■ TASK: Can you copy out word for word only the records from the line holding "Find each door frame shown above." through the line holding "[0,37,195,137]", both lines included?

■ SUPPLIED INFORMATION:

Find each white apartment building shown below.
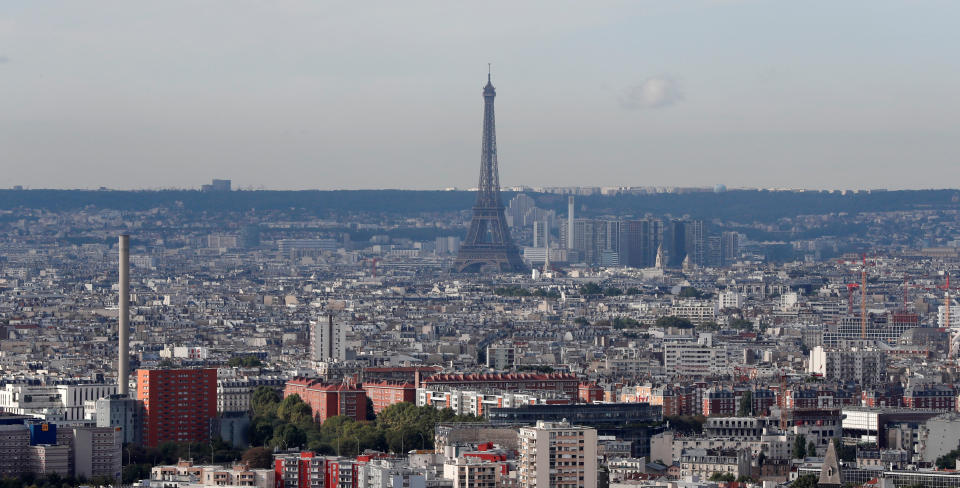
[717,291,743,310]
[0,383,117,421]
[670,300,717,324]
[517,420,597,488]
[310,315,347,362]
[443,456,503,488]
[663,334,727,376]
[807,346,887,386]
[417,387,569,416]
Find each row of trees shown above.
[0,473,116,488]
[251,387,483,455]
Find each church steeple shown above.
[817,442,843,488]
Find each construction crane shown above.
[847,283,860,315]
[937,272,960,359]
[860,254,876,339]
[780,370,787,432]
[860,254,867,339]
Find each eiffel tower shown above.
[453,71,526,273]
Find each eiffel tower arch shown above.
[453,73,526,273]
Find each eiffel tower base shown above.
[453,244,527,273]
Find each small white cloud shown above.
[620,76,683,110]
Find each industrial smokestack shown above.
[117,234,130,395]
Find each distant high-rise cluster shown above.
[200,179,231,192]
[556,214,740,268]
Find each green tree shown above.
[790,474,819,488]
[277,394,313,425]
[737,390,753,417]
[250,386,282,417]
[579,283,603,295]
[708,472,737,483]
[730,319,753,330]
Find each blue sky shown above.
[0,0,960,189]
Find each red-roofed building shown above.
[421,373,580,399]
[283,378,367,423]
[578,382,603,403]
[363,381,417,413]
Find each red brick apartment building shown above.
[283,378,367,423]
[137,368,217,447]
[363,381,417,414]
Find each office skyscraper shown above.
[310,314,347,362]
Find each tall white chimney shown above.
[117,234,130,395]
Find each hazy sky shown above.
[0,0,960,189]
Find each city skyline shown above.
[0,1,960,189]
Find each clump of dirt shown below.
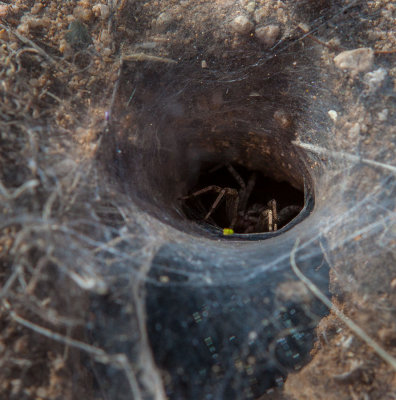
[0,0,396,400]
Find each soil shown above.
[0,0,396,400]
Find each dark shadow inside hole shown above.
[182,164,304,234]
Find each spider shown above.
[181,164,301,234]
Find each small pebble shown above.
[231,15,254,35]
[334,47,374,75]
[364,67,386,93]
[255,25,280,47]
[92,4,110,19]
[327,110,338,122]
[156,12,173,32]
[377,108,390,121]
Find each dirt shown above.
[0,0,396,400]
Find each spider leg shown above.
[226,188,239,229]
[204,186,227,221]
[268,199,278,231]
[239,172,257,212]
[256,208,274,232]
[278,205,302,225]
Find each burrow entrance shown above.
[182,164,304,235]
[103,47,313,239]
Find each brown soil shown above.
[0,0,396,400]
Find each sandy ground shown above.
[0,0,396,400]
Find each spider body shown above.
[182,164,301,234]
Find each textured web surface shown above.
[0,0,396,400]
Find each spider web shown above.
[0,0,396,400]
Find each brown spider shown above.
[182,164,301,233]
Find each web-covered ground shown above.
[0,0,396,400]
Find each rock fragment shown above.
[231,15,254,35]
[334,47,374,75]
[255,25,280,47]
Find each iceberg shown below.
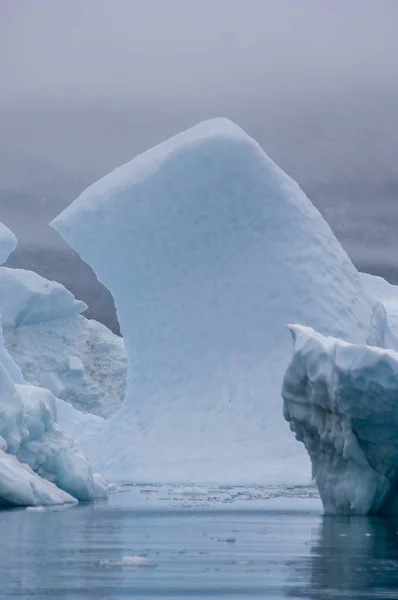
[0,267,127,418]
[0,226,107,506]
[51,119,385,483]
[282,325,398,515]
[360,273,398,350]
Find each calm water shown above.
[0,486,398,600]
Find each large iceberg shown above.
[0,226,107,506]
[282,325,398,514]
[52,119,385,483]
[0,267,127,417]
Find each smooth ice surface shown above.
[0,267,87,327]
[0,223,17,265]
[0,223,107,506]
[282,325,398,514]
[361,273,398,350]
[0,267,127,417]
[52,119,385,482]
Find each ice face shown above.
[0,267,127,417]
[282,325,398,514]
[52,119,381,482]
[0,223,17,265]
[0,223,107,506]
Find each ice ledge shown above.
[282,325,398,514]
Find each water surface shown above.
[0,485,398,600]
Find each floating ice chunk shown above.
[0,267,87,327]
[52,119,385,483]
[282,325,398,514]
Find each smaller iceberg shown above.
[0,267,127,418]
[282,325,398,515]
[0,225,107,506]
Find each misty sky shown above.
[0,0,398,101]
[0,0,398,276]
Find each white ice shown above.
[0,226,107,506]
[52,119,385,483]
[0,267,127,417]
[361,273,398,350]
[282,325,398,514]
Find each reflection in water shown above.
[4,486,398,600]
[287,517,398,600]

* * *

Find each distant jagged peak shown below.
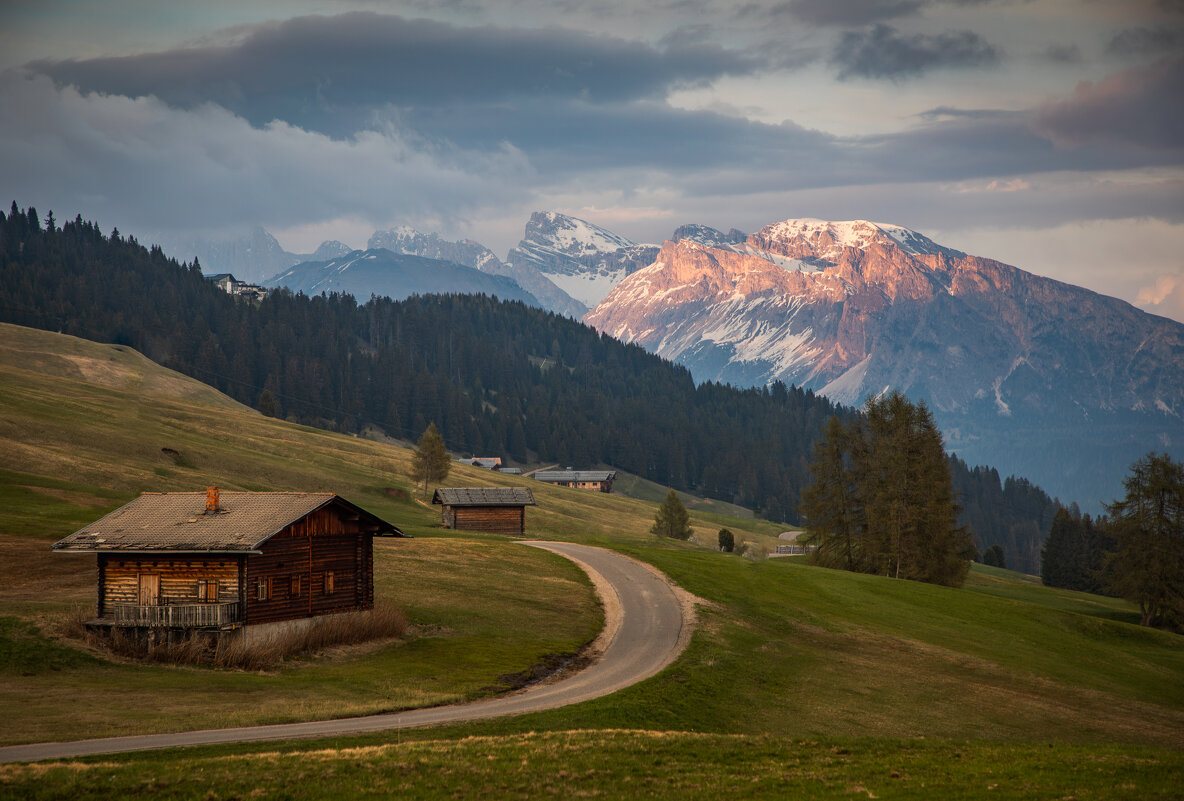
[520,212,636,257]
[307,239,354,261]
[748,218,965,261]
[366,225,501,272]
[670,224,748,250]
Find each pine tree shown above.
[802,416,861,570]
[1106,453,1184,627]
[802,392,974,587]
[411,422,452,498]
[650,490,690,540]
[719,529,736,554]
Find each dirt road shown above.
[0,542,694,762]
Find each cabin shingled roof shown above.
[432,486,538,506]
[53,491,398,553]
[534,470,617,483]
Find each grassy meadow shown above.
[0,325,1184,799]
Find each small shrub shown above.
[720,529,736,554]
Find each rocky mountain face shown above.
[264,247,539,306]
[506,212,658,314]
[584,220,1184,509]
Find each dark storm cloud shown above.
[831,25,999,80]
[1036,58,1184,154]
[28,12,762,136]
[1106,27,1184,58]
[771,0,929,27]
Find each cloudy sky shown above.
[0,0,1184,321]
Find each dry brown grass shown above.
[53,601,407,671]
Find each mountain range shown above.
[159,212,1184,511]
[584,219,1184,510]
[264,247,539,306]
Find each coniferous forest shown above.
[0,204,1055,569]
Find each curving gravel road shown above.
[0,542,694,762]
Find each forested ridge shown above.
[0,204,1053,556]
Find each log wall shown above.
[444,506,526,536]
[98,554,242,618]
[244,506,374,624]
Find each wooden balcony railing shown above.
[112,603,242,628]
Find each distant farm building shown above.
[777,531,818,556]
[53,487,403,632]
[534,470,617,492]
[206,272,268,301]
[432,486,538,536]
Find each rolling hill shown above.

---

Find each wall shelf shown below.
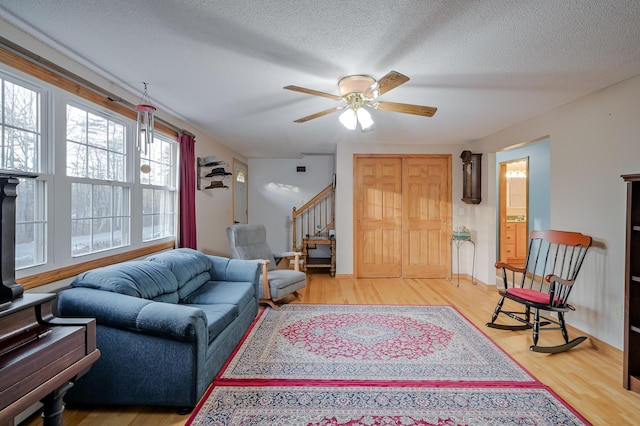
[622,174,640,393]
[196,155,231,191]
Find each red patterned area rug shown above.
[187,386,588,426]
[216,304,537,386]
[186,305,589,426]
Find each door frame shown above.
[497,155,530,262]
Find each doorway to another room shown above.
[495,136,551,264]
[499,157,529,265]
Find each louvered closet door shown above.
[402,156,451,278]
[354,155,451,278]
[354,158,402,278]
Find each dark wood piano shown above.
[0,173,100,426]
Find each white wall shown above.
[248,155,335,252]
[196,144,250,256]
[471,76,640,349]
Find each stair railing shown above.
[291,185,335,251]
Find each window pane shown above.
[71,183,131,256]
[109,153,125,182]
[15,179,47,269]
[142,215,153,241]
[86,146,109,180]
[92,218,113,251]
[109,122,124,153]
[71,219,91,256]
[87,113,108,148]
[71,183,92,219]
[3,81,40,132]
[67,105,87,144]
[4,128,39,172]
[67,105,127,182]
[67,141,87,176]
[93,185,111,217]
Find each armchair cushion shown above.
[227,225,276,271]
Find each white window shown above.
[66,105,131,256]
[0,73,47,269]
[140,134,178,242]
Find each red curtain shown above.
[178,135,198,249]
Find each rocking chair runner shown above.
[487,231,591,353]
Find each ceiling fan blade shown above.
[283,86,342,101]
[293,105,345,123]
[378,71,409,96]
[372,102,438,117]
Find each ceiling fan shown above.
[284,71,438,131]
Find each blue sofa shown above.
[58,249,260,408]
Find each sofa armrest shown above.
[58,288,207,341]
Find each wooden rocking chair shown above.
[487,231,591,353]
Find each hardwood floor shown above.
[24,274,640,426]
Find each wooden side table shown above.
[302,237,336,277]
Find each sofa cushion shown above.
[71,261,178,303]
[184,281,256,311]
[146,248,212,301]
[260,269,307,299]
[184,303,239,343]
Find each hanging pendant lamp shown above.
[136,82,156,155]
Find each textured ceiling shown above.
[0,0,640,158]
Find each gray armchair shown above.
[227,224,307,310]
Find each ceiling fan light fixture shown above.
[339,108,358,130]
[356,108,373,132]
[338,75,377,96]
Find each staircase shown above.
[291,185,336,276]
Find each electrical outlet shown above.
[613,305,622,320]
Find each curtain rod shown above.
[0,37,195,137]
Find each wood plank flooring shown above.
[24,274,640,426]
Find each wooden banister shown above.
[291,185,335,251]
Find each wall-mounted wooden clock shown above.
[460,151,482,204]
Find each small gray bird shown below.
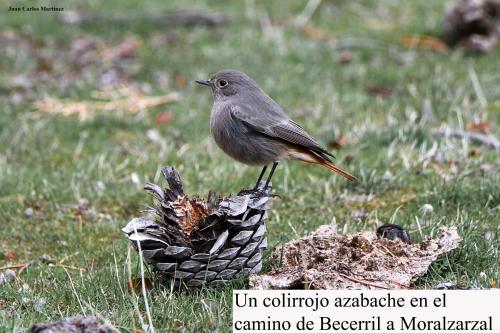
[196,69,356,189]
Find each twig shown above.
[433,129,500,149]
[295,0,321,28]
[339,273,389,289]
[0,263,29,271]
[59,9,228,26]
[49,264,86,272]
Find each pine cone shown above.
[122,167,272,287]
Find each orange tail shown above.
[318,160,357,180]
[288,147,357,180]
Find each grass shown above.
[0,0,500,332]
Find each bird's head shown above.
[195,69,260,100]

■ RESPONSE BELOW:
Find each door frame shown above.
[497,155,530,262]
Find each doorway to another room shown above.
[495,136,551,264]
[499,157,529,265]
Find each louvered closet door shown above.
[402,156,451,278]
[354,155,451,278]
[354,158,402,278]
Find each dark wood piano shown above.
[0,173,100,426]
Find each white wall shown above.
[248,155,335,252]
[196,144,250,256]
[471,76,640,349]
Find each stair railing shown above.
[291,185,335,251]
Find each window pane shown above.
[71,183,131,256]
[109,153,125,182]
[15,179,47,269]
[142,215,153,241]
[86,146,109,180]
[92,218,113,251]
[109,122,124,153]
[71,219,91,256]
[87,113,108,148]
[71,183,92,219]
[3,81,40,132]
[67,105,87,144]
[4,128,39,172]
[67,105,127,182]
[67,141,87,176]
[93,185,111,217]
Find each armchair cushion shown above.
[227,225,276,271]
Find each white window shown above.
[66,105,131,256]
[0,73,47,269]
[140,134,178,242]
Find each red curtain shown above.
[178,135,198,249]
Find each rocking chair runner shown above.
[487,231,591,353]
Find each ceiling fan blade shown above.
[283,86,342,101]
[293,105,345,123]
[378,71,409,96]
[372,102,438,117]
Find each ceiling fan shown above.
[284,71,438,131]
Find each blue sofa shown above.
[58,249,260,408]
Find each sofa armrest shown above.
[58,288,207,341]
Find each wooden rocking chair shown above.
[487,231,591,353]
Find each hardwood floor shown above.
[24,274,640,426]
Find each wooden side table shown above.
[302,237,336,277]
Find each sofa cushion shown above.
[71,261,178,303]
[184,281,256,311]
[146,248,212,301]
[260,269,307,299]
[184,303,239,343]
Find each hanging pendant lamp shown above.
[136,82,156,155]
Find each textured ceiling shown above.
[0,0,640,158]
Find each gray armchair shown above.
[227,224,307,310]
Find each ceiling fan light fixture shown above.
[339,108,358,130]
[356,108,373,132]
[338,75,377,96]
Find each staircase shown above.
[291,185,336,276]
Find each electrical outlet shown above.
[613,305,622,320]
Find each curtain rod shown above.
[0,37,195,137]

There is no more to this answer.